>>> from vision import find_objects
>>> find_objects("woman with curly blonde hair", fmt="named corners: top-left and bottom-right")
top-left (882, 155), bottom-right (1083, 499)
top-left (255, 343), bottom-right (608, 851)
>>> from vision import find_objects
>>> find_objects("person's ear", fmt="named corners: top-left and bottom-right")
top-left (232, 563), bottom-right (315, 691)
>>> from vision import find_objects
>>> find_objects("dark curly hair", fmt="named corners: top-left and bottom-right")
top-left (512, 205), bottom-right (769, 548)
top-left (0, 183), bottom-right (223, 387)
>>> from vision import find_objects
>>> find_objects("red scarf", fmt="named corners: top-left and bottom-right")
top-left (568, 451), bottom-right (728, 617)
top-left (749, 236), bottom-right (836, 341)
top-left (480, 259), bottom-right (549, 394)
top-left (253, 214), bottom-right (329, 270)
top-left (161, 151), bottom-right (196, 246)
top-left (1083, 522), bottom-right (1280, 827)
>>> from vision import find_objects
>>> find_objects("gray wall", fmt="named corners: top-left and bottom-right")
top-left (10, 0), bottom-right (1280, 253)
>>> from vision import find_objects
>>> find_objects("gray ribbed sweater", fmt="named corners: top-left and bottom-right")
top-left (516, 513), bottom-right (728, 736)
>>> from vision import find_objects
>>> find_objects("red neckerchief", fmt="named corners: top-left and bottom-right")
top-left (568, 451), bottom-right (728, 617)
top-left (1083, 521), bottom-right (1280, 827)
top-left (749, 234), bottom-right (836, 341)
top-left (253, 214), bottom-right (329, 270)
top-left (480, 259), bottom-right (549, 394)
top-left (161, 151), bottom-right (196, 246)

◆ ◆ ◆ ◆ ◆

Written exercise
Could you return all of the rows above unchanged, reproducing each line character for character?

Written response
>>> from vision import find_objects
>>> find_objects("woman with curly blonde hair", fmt="named corners: top-left and bottom-right")
top-left (882, 155), bottom-right (1083, 499)
top-left (255, 343), bottom-right (608, 851)
>>> from vision import find_objects
>>> find_objects("person's ear", fmt="named corners: top-left and bottom-right")
top-left (232, 563), bottom-right (315, 691)
>>> from vision import find_objects
>>> find_objects("dark curly hair", fmt="named corners: top-left and bottom-right")
top-left (512, 205), bottom-right (769, 548)
top-left (0, 183), bottom-right (223, 387)
>>> from vision import find_objects
>>> find_objects("red scarf", fmt="named corners: top-left and bottom-right")
top-left (568, 451), bottom-right (728, 617)
top-left (749, 236), bottom-right (836, 341)
top-left (480, 259), bottom-right (549, 394)
top-left (253, 214), bottom-right (329, 270)
top-left (161, 151), bottom-right (196, 246)
top-left (1083, 522), bottom-right (1280, 827)
>>> from vision import find_objects
>>> find_objects("gray wall", fmt="named corners: top-left and bottom-right")
top-left (10, 0), bottom-right (1280, 253)
>>> from vision import find_objects
>>> find_objects("gray ribbed sweater", fmt="named corners: top-left and bottom-right")
top-left (516, 513), bottom-right (728, 736)
>>> from vision import find_objects
>>> find_objects("red neckerchief", fmt="named corners: top-left and bottom-right")
top-left (568, 451), bottom-right (728, 617)
top-left (1083, 521), bottom-right (1280, 827)
top-left (749, 234), bottom-right (836, 341)
top-left (253, 214), bottom-right (329, 270)
top-left (480, 259), bottom-right (549, 394)
top-left (161, 151), bottom-right (196, 246)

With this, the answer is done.